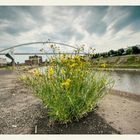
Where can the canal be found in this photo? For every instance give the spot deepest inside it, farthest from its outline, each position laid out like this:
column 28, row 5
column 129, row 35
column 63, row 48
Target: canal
column 128, row 81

○ ○ ○ ○ ○ ○ ○

→ INSTRUCTIONS TO FOLLOW: Please repeat every line from the listing above exactly as it appears. Drop the pictures.

→ TASK OUTPUT:
Where can the canal be found in this photo? For every instance give the spot deepest inside it, farthest from its outline, each position laid out like this:
column 28, row 5
column 129, row 35
column 63, row 48
Target: canal
column 128, row 81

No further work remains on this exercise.